Lets say that T \subseteq \mathbb{R}^n is a subset which is both closed and open, and then if T = \mathbb{R}^n or T = \emptyset. Assume that \{T \neq \mathbb{R}^n|T \neq \emptyset\}
Proving this results in a contradiction.
(1) Let U = \mathbb{R}^n \setminus T and show that U is open and closed and not-empty.
The Attempt at a Solution
If U = \mathbb{R}^n \setminus (T = \mathbb{R}^n) = \emptyset. since T = \mathbb{R}^n which is non-empty and both closed and open according to above. Thus U = \mathbb{R}^n\setminus \emptyset = \mathbb{R}^n. which therefore upholds the claim in (1).
(2) Let g: \mathbb{R}^n \rightarrow \mathbb{R}
be defined as:
g(x) = \left( \begin{array}{cc}1 \ \ \mathrm{for \ t \ \in \ T}\\ 0 \ \ \mathrm{for \ u \ \in U} \end{array}
Prove that g is continious at every point t_{0} \in T. is it something which uniform continouity which I need to use here?

******************************

Problems and tasks ▸
1. Check each statement, (a) through (c), against the post on subsets of R^n that are both closed and open. Answer yes or no for each, and quote the words from the post that decide it.
(a) The post defines U as the complement of T in R^n.
(b) The function g takes the value 1 on U.
(c) The writer asks whether uniform continuity is needed to prove that g is continuous on T.
2. Carry on the post on subsets of R^n that are both closed and open, beginning after its last sentence.

******************************

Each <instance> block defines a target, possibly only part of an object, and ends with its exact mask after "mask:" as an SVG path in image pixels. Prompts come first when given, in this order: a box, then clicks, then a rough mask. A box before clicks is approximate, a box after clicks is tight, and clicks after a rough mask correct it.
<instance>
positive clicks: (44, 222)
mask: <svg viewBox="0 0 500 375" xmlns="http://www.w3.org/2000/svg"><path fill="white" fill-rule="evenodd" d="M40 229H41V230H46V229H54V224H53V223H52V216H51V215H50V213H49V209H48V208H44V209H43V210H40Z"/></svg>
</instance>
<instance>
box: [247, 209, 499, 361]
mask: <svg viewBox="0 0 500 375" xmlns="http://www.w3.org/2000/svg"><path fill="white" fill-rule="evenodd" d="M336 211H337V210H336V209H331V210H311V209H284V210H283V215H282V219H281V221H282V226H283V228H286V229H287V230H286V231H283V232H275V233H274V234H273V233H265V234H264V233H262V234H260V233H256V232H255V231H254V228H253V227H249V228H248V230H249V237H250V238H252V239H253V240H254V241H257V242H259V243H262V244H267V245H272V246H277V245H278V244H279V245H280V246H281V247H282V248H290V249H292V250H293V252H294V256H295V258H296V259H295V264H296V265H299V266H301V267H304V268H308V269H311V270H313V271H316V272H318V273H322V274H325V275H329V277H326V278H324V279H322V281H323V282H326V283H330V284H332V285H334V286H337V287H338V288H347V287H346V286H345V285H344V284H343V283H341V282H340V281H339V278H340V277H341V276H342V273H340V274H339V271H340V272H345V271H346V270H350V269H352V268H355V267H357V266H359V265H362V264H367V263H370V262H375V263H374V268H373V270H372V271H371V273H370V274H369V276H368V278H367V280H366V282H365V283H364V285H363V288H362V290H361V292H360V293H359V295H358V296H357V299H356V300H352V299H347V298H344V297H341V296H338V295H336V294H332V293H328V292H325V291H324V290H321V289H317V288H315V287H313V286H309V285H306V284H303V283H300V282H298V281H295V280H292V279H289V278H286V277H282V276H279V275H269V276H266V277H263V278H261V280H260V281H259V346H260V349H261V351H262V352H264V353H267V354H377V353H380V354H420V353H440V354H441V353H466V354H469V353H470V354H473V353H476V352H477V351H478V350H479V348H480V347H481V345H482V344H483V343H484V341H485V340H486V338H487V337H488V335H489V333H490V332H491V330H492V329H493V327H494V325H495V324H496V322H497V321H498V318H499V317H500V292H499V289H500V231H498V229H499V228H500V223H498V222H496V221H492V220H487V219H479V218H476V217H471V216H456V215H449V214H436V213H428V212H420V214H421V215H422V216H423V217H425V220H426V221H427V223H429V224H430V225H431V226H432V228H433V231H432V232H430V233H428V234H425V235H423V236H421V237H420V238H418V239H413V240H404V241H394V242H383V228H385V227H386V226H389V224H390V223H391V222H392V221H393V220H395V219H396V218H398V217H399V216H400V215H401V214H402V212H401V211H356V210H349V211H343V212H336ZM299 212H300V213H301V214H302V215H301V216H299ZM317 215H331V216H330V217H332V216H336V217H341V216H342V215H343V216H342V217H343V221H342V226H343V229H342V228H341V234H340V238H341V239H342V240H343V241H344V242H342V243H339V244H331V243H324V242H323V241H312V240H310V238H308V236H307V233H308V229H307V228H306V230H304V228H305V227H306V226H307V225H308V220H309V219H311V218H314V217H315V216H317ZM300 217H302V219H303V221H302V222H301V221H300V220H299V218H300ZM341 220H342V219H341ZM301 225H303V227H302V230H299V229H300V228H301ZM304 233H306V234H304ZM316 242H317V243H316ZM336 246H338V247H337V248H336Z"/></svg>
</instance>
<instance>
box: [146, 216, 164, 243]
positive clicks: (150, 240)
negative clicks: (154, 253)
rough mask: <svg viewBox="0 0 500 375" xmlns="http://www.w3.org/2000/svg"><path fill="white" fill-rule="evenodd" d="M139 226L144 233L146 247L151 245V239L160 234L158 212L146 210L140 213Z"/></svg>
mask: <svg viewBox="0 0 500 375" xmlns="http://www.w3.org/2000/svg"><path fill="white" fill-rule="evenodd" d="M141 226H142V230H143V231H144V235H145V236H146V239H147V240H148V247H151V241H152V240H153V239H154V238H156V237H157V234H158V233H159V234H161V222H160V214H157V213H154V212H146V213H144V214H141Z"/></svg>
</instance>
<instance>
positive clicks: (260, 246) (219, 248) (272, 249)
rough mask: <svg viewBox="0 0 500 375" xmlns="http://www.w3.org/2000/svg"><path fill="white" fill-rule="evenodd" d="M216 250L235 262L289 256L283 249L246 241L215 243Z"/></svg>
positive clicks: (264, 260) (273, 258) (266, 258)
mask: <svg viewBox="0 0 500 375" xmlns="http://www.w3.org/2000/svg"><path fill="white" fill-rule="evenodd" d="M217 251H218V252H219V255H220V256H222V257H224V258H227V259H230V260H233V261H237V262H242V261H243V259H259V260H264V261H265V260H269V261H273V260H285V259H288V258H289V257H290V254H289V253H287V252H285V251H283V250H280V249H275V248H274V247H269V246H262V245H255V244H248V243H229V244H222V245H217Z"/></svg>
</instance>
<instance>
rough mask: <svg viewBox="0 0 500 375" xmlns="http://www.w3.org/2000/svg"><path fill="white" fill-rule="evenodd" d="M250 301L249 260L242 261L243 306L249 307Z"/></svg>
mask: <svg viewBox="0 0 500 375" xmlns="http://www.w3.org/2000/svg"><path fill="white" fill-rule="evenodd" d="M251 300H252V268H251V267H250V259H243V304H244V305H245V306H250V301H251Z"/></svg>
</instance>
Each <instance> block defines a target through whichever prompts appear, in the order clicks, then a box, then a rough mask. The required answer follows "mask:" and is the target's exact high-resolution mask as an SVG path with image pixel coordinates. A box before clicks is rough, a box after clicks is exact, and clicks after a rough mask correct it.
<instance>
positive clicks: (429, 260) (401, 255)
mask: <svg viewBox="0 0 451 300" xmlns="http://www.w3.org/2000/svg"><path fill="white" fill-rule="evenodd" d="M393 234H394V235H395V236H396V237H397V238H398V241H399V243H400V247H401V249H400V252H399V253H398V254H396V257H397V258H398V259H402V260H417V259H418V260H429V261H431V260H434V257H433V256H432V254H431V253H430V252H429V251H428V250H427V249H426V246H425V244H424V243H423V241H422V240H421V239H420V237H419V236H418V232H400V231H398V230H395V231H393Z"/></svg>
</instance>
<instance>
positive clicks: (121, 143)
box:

******************************

Activity answers ▸
1.
(a) Yes: "Let U = \mathbb{R}^n \setminus T"
(b) No: "0 \ \ \mathrm{for \ u \ \in U}"
(c) Yes: "is it something which uniform continouity which I need to use here?"

2.
If yes then I need to show here that for any t in g converges towards t_0??
If yes then
Proof
By the definition of uniform continuity then
g: \mathbb{R}^n \rightarrow R be continuous at every t_0 if and only if there for every \epsilon > 0 exists a \delta > 0 such that |g(t) - g(t_0)| < \epsilon \Leftrightarrow \|t - t_0 \| < \delta.
Is the trick then to show that g upholds the defintions above??
Sincerely Yours
Hummingbird.